● Instructions to follow: Rescale the entries below, starting at the line that contains "Mark every instance of the arm" and ending with the last line of the entries. Give only those lines again, requests included, with every coordinate in the answers multiplied by 1.6 and rounded to the nearest whole number, halves rounded up.

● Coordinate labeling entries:
start

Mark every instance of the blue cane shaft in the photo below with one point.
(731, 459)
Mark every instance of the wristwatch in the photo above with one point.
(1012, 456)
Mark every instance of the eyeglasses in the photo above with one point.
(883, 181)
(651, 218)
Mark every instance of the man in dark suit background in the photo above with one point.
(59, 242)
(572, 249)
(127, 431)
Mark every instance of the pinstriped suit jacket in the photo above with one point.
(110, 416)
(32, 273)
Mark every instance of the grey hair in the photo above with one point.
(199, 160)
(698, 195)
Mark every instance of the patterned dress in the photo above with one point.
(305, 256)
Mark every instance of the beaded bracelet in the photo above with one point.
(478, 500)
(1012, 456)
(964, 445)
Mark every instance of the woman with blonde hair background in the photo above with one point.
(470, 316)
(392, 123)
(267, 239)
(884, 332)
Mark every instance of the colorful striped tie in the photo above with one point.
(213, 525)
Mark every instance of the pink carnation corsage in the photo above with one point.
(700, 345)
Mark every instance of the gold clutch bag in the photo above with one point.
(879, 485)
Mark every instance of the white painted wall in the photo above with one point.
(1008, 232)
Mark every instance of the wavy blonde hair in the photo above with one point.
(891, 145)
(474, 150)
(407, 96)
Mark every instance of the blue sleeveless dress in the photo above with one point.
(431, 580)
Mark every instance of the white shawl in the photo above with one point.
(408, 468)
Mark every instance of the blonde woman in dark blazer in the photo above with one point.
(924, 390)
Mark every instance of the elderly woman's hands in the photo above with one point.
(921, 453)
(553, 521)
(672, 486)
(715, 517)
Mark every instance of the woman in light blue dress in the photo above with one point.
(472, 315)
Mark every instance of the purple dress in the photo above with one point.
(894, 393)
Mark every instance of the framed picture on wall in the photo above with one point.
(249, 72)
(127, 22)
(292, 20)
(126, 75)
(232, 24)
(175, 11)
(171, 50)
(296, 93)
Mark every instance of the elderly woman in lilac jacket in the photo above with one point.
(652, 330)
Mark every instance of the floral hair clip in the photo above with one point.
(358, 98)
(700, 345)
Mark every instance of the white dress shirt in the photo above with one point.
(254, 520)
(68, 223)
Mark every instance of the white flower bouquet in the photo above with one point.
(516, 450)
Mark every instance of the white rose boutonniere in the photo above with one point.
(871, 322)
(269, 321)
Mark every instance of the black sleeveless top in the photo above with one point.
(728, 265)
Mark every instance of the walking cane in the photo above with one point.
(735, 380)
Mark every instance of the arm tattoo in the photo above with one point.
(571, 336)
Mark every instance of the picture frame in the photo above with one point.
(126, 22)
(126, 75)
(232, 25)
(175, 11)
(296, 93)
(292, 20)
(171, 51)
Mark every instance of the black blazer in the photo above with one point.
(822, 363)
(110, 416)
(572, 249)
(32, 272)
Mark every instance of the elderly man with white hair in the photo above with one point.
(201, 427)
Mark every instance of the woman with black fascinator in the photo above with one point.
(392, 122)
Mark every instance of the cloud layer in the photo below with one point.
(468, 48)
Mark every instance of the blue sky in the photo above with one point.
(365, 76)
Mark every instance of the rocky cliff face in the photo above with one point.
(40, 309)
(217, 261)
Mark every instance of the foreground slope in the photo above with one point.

end

● Full answer:
Mark every instance of the arm tattoo in the photo above with one point.
(914, 538)
Mark every instance of the picture frame in the photo above with one point.
(202, 35)
(202, 120)
(371, 40)
(280, 18)
(474, 149)
(467, 32)
(274, 82)
Mark every instance of the black blazer in the photo above with one point.
(1315, 581)
(176, 666)
(915, 398)
(51, 435)
Mark every instance of the elderly man with white hair in the photo above with one point.
(322, 683)
Mark every instance of the woman with black fascinator in the photo above with one point.
(627, 195)
Mark every instance of the cloud layer in the photo below with one point.
(749, 77)
Mark every instance of the blue sky in the photo above with one point.
(584, 122)
Mark every instance of the rocky cliff face in the photo above with one point.
(64, 494)
(347, 418)
Mark every instance of the foreground slope in the photo above with one point.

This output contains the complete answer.